(Dataset items)
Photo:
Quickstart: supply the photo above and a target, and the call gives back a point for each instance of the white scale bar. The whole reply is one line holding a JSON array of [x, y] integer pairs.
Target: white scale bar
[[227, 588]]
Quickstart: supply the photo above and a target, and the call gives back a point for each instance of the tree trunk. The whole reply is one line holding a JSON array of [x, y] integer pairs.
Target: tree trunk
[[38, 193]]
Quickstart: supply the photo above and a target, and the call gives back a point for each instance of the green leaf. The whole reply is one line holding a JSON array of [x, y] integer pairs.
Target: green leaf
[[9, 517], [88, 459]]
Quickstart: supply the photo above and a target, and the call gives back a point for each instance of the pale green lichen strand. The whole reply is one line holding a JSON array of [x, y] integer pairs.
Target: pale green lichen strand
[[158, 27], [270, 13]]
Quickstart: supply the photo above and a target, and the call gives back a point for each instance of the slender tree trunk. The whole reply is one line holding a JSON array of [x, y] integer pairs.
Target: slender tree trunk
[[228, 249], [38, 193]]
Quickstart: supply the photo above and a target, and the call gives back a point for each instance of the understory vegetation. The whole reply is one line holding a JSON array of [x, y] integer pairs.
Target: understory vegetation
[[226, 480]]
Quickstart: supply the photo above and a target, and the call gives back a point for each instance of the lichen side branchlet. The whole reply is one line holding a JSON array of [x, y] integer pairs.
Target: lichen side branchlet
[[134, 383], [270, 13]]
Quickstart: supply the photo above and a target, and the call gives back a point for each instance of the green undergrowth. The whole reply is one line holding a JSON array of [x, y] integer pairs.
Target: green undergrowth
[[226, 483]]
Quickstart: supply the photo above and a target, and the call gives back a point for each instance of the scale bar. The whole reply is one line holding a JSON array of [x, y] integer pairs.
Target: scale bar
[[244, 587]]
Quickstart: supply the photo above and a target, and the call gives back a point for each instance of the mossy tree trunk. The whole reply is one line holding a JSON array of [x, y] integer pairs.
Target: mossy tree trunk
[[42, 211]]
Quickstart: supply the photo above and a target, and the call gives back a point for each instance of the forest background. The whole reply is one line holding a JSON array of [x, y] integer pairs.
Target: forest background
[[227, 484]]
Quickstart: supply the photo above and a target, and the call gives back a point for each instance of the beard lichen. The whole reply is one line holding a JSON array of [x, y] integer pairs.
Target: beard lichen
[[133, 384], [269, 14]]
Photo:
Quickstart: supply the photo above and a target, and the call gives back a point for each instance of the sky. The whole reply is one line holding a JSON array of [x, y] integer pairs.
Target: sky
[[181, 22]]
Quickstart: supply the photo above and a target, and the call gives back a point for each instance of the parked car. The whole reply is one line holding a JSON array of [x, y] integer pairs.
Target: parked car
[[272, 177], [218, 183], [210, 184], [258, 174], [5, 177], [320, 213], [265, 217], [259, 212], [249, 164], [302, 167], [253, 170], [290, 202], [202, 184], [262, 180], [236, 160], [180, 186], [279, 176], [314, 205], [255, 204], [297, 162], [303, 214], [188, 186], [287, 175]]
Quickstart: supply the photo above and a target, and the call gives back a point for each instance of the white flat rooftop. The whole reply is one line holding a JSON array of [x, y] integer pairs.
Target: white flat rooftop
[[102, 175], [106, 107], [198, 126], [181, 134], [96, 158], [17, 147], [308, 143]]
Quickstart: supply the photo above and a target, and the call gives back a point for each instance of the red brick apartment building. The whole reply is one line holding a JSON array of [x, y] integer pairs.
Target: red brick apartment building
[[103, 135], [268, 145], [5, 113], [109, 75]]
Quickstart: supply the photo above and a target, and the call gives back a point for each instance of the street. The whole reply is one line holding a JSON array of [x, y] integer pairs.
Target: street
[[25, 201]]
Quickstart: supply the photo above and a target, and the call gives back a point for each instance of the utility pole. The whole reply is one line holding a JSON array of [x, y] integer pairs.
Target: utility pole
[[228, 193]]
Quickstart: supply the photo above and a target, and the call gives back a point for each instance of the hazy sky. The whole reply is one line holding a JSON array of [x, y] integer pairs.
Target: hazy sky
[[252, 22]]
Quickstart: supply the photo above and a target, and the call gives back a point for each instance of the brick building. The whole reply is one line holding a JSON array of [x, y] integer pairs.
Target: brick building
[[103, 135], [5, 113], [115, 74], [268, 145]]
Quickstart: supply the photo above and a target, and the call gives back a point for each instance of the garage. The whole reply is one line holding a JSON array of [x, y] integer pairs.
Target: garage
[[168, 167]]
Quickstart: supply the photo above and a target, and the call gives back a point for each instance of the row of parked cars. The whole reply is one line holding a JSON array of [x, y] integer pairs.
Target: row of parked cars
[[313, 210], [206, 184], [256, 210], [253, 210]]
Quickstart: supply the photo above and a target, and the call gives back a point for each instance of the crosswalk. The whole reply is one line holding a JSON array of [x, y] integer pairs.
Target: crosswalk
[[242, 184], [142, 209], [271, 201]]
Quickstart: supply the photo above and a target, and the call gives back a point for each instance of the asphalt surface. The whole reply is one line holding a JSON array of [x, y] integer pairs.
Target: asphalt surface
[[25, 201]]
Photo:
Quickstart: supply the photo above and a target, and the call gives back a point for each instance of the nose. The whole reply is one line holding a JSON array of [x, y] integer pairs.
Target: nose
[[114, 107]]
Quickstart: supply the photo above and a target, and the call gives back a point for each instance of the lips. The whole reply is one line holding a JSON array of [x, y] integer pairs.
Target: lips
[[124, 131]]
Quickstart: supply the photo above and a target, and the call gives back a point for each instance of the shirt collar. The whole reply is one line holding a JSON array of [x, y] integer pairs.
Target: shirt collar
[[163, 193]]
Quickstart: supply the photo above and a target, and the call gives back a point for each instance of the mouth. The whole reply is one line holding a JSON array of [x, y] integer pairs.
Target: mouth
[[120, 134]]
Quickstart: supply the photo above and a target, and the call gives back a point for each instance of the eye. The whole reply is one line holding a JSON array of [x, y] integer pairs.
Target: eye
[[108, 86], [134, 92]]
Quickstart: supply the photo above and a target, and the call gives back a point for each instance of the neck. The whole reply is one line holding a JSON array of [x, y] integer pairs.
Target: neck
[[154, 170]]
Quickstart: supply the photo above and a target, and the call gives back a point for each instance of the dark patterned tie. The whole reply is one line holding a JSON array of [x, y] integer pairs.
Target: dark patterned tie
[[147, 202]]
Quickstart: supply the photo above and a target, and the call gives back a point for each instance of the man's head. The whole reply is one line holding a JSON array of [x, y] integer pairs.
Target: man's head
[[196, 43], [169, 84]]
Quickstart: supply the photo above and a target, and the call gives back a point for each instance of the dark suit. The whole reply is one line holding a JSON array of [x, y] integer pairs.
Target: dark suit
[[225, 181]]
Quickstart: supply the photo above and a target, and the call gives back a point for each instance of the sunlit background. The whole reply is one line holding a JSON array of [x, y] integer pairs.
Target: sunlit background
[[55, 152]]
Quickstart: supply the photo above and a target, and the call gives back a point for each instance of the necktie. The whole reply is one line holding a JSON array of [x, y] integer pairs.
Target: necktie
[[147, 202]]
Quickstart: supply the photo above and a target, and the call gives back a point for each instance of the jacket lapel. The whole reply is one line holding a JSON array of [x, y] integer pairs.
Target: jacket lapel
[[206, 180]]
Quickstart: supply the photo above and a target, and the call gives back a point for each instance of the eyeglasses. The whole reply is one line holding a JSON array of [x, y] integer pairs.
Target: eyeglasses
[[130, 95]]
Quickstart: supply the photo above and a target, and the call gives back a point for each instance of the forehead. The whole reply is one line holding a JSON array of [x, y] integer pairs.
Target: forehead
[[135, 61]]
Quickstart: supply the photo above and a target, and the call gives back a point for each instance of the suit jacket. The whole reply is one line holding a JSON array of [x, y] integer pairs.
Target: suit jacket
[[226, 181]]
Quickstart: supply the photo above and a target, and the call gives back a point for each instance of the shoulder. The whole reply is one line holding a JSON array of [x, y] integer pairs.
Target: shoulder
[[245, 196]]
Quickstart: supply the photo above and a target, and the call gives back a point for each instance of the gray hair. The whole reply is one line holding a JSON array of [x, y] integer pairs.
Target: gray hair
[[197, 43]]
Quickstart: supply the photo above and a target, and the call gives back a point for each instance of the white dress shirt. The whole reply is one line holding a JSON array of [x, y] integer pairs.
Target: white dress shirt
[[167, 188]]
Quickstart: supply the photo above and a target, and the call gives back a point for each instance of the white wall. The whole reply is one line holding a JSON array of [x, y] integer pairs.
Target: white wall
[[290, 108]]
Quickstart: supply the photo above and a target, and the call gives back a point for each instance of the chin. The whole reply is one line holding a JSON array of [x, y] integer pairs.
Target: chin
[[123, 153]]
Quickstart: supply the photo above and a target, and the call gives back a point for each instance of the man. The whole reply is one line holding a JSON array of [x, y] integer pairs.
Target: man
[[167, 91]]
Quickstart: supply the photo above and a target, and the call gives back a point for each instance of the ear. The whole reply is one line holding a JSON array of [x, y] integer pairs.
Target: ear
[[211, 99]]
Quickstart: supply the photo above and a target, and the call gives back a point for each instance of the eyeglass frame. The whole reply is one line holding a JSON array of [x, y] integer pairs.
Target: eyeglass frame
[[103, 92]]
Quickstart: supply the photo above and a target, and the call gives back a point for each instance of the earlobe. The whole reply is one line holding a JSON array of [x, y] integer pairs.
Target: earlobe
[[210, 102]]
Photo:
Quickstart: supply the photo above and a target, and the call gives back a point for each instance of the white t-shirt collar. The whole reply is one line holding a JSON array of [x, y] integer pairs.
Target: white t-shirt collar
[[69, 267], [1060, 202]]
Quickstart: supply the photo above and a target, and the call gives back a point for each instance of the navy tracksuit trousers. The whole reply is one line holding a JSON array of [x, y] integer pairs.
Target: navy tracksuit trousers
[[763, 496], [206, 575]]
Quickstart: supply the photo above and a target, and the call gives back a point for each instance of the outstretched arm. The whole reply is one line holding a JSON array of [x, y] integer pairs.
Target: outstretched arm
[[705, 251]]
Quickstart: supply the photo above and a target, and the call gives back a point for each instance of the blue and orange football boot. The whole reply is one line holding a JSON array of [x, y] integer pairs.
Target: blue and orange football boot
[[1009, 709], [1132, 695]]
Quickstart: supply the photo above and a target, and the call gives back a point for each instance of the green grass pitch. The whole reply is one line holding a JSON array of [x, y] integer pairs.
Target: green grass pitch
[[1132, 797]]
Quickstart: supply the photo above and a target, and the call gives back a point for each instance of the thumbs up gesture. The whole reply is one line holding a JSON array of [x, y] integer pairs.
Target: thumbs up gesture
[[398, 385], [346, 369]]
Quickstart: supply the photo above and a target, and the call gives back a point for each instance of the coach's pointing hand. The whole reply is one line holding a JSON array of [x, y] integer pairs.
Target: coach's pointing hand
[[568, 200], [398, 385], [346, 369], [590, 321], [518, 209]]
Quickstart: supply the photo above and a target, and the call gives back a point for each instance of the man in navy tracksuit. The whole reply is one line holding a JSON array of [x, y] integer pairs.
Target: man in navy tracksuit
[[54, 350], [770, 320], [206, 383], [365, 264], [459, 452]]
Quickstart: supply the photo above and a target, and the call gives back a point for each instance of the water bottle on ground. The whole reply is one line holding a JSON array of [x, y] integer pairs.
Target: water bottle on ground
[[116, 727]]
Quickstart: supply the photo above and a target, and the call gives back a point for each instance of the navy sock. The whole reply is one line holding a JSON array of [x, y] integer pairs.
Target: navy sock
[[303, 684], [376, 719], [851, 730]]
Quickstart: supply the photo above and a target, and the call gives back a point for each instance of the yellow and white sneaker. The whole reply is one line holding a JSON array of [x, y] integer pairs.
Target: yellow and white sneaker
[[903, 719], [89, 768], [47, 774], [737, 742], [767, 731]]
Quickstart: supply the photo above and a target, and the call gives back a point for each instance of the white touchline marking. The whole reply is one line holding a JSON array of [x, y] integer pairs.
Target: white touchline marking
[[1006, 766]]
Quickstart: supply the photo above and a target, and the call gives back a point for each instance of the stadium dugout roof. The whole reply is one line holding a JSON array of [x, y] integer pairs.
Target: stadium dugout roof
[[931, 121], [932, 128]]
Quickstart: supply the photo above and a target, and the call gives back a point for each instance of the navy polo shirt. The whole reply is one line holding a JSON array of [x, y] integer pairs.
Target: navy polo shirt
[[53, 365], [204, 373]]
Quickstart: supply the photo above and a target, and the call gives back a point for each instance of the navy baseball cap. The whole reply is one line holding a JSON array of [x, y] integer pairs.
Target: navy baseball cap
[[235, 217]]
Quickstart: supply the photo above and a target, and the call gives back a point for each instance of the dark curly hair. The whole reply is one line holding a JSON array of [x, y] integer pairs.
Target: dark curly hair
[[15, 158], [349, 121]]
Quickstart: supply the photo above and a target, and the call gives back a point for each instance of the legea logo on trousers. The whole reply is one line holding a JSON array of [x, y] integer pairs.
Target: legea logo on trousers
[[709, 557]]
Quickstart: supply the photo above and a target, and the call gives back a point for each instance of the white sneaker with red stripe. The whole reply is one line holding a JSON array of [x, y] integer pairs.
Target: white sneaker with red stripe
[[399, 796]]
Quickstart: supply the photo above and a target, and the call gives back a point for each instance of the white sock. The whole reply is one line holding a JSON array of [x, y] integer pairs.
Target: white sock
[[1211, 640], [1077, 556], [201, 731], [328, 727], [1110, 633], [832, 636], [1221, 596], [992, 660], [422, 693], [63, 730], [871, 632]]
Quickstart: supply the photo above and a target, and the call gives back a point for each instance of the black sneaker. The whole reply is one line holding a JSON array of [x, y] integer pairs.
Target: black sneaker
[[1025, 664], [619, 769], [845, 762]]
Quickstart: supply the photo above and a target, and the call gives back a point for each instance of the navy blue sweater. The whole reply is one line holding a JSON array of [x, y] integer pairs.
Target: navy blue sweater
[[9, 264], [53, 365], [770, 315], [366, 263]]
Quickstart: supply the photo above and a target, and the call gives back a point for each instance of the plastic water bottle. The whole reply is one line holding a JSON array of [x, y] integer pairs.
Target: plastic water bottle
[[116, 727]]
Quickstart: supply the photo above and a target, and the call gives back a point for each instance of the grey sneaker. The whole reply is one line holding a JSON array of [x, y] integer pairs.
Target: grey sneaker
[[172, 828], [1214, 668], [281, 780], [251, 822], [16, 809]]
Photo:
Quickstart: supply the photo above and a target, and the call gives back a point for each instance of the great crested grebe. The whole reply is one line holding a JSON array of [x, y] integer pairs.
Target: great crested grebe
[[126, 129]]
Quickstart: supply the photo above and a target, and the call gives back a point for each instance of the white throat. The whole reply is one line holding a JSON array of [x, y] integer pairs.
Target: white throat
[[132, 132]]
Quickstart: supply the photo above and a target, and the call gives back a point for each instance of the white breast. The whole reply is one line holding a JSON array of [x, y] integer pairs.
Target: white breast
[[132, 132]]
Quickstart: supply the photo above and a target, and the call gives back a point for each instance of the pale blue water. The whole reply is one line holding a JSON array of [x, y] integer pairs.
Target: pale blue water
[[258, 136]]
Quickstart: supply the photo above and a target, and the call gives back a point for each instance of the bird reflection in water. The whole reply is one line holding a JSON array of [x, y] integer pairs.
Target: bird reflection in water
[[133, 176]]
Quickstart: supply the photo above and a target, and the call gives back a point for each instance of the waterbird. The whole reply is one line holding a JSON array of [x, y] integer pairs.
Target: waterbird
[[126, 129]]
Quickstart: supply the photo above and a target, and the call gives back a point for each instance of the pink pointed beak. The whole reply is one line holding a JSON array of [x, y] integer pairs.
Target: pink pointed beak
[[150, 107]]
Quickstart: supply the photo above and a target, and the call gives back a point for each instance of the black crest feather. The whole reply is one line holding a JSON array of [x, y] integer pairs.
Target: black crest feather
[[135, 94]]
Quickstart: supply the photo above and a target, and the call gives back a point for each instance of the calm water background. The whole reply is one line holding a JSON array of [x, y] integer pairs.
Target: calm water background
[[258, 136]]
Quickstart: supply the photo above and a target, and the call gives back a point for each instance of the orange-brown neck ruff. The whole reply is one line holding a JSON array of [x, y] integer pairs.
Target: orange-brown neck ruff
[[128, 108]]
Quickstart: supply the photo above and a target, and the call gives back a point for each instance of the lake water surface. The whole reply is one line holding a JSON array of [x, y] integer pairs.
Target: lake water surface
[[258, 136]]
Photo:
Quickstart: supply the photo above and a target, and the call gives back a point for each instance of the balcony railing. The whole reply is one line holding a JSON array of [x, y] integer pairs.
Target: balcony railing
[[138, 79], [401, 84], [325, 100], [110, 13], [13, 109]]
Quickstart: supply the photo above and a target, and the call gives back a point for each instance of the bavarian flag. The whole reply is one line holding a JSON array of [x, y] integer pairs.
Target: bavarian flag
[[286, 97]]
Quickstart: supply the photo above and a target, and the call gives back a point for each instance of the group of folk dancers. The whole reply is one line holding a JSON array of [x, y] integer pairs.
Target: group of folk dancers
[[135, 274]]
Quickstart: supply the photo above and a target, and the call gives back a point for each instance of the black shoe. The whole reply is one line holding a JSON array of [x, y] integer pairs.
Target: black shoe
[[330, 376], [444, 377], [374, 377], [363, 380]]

**WORK REQUIRED**
Reproduce the entries from the line with "the black crest" to the line with "[[135, 94]]", both included and with their requests kept, adding 60 to every coordinate in the answers.

**CORRECT ANSWER**
Quickstart: supply the photo above and a target, and the call gives back a point for each instance of the black crest feather. The whole reply is one line holding a JSON array of [x, y] integer pairs.
Target: black crest feather
[[195, 154]]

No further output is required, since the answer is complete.